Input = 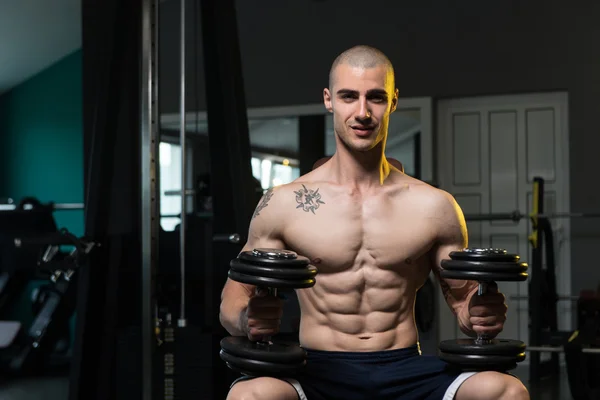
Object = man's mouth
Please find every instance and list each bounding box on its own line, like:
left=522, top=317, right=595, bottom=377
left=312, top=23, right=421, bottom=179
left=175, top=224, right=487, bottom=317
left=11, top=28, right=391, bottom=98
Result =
left=351, top=126, right=376, bottom=136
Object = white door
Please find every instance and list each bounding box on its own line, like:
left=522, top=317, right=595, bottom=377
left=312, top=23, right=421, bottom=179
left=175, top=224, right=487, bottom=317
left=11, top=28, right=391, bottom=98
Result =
left=435, top=92, right=571, bottom=348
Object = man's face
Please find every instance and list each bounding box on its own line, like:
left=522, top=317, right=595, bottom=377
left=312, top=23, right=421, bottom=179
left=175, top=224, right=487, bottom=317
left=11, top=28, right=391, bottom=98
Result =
left=323, top=64, right=398, bottom=153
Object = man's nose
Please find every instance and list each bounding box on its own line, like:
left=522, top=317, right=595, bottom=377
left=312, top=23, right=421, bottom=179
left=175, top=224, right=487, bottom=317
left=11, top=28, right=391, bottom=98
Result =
left=355, top=98, right=371, bottom=121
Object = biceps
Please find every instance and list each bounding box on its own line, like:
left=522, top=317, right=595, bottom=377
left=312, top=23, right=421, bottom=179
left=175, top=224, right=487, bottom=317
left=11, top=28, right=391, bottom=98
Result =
left=243, top=234, right=286, bottom=252
left=221, top=227, right=286, bottom=303
left=243, top=206, right=287, bottom=252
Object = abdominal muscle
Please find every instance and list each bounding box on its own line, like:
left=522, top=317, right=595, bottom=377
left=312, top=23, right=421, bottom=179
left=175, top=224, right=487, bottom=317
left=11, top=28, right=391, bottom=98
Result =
left=295, top=262, right=421, bottom=352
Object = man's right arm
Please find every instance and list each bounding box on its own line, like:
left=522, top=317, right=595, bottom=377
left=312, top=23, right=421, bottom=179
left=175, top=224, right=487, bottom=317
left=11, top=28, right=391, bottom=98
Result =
left=219, top=187, right=287, bottom=336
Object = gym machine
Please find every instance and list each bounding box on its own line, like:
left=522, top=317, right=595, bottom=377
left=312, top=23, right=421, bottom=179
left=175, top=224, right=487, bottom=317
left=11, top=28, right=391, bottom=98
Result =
left=0, top=201, right=84, bottom=212
left=72, top=0, right=258, bottom=398
left=1, top=229, right=95, bottom=376
left=0, top=197, right=93, bottom=377
left=0, top=198, right=60, bottom=319
left=463, top=177, right=600, bottom=399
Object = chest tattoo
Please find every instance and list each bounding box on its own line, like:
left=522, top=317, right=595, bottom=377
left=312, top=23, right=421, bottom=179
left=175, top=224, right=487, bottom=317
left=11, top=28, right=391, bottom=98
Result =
left=294, top=184, right=326, bottom=214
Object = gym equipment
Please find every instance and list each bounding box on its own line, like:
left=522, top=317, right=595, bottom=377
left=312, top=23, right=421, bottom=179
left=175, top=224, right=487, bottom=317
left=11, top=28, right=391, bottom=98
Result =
left=438, top=248, right=528, bottom=371
left=0, top=229, right=96, bottom=375
left=459, top=177, right=579, bottom=381
left=462, top=174, right=599, bottom=223
left=220, top=248, right=317, bottom=377
left=0, top=198, right=62, bottom=318
left=523, top=290, right=600, bottom=399
left=464, top=210, right=600, bottom=222
left=0, top=198, right=84, bottom=212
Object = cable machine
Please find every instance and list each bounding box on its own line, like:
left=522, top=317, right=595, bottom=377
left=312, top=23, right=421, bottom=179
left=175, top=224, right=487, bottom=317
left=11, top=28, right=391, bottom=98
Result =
left=70, top=0, right=254, bottom=398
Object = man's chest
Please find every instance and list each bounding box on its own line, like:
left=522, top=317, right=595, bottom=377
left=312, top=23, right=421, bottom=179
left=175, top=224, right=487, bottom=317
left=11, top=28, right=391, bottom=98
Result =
left=280, top=198, right=437, bottom=274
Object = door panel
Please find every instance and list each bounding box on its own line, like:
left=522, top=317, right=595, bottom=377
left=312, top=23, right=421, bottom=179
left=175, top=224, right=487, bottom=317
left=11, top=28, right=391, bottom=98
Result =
left=436, top=93, right=570, bottom=347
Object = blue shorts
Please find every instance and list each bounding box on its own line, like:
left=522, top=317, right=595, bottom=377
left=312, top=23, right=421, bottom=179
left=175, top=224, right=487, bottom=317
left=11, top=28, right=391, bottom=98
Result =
left=232, top=344, right=478, bottom=400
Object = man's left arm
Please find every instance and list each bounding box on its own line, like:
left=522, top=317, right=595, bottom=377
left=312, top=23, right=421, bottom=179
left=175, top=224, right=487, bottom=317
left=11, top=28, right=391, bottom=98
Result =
left=429, top=191, right=506, bottom=338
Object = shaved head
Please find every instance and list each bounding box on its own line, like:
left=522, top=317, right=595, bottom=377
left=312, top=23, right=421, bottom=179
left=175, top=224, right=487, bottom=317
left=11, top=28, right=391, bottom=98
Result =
left=322, top=45, right=399, bottom=156
left=329, top=45, right=395, bottom=90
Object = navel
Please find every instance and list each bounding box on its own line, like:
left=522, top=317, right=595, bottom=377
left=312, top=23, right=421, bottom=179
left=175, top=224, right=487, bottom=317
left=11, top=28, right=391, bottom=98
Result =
left=311, top=257, right=322, bottom=265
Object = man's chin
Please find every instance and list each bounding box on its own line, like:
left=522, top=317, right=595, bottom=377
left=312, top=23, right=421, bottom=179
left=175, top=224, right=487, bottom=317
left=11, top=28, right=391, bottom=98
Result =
left=349, top=142, right=378, bottom=153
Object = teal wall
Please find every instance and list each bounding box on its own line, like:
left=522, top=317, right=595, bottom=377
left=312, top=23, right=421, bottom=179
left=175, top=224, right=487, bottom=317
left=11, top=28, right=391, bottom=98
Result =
left=0, top=50, right=83, bottom=345
left=0, top=50, right=84, bottom=237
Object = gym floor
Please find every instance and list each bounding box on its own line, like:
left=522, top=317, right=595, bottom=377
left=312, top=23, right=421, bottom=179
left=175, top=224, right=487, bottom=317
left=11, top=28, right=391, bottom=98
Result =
left=0, top=365, right=573, bottom=400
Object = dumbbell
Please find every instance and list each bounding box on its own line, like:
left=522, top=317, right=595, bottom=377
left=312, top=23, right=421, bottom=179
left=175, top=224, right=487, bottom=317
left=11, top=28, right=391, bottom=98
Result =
left=438, top=248, right=528, bottom=372
left=219, top=248, right=317, bottom=377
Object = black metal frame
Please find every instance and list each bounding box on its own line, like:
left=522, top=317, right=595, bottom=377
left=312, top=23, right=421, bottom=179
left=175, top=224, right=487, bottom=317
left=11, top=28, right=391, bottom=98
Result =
left=528, top=178, right=562, bottom=382
left=200, top=0, right=256, bottom=396
left=72, top=0, right=255, bottom=398
left=458, top=176, right=567, bottom=382
left=70, top=0, right=146, bottom=398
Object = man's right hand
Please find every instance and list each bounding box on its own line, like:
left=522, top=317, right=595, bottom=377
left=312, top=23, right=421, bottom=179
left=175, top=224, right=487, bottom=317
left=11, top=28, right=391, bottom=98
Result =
left=242, top=288, right=284, bottom=341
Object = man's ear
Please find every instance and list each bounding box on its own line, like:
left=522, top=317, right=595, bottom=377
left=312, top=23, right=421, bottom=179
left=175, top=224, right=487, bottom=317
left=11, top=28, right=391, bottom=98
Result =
left=323, top=88, right=333, bottom=113
left=390, top=88, right=399, bottom=113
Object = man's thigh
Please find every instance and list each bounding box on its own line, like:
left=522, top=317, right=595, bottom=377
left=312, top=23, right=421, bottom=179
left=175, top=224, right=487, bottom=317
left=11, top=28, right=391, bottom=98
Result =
left=227, top=377, right=300, bottom=400
left=453, top=371, right=529, bottom=400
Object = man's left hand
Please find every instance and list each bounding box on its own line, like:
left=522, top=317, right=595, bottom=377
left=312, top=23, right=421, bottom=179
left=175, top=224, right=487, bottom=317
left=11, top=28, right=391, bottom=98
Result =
left=459, top=282, right=507, bottom=338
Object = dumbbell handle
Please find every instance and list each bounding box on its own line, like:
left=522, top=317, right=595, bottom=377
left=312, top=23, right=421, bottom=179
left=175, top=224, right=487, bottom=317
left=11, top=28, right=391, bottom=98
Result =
left=475, top=281, right=493, bottom=344
left=478, top=281, right=489, bottom=296
left=255, top=286, right=277, bottom=345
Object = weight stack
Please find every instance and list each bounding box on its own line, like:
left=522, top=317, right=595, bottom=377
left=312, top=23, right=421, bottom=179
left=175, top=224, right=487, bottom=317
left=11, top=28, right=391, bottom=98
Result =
left=154, top=323, right=227, bottom=399
left=116, top=326, right=143, bottom=400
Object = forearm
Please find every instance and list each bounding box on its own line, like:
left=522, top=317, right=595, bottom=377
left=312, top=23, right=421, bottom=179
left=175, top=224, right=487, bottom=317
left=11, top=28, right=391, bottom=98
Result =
left=455, top=283, right=478, bottom=337
left=220, top=298, right=248, bottom=336
left=219, top=280, right=254, bottom=336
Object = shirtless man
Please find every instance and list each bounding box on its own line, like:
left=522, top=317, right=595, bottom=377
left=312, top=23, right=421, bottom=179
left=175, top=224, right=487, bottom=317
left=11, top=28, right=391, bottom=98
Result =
left=219, top=45, right=530, bottom=400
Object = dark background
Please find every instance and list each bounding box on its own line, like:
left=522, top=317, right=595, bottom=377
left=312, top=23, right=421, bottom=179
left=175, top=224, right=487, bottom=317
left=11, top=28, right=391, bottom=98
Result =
left=158, top=0, right=600, bottom=295
left=0, top=1, right=597, bottom=399
left=0, top=0, right=597, bottom=328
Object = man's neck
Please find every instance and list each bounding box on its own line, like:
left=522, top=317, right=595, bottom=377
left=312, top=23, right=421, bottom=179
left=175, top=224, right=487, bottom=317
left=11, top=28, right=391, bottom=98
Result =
left=330, top=146, right=391, bottom=190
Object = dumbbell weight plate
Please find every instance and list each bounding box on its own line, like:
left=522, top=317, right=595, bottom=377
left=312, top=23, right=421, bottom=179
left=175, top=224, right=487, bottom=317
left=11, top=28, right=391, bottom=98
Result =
left=438, top=352, right=524, bottom=372
left=230, top=258, right=317, bottom=280
left=238, top=249, right=311, bottom=268
left=448, top=248, right=520, bottom=263
left=220, top=336, right=307, bottom=377
left=440, top=248, right=528, bottom=282
left=221, top=336, right=306, bottom=363
left=439, top=269, right=528, bottom=282
left=439, top=338, right=526, bottom=355
left=229, top=248, right=317, bottom=289
left=228, top=270, right=316, bottom=289
left=439, top=339, right=526, bottom=372
left=220, top=351, right=307, bottom=377
left=441, top=260, right=528, bottom=273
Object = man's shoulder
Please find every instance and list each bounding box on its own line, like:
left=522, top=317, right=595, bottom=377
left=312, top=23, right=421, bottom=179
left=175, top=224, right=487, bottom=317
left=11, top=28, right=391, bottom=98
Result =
left=268, top=178, right=331, bottom=205
left=400, top=178, right=461, bottom=217
left=416, top=184, right=455, bottom=206
left=395, top=174, right=449, bottom=199
left=265, top=177, right=325, bottom=196
left=255, top=178, right=326, bottom=210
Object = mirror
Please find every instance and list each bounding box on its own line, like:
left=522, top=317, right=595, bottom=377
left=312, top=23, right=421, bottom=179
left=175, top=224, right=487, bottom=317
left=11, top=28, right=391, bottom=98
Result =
left=246, top=117, right=301, bottom=190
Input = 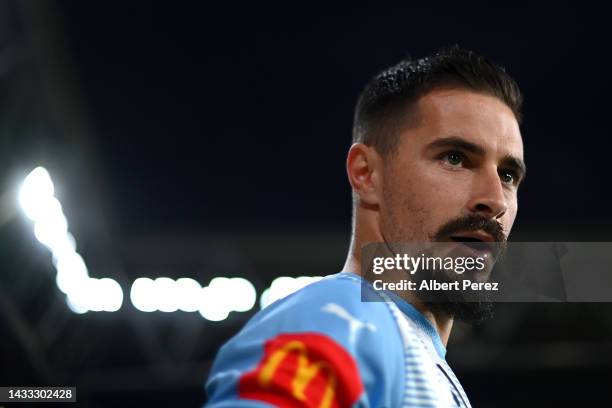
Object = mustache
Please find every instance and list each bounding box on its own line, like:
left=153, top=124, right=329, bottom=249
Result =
left=433, top=214, right=506, bottom=243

EXERCISE DETAILS — Starting with the first line of the data above, write out each line exactly up to and including the line that holds "Object = white door". Pictures stay out.

PROBLEM SOLUTION —
Input = 
Object = man's mouth
Please find every instance and list each bounding box on its own line, like:
left=522, top=317, right=595, bottom=377
left=312, top=23, right=421, bottom=179
left=175, top=224, right=487, bottom=317
left=11, top=28, right=391, bottom=98
Result =
left=351, top=126, right=376, bottom=136
Object = white door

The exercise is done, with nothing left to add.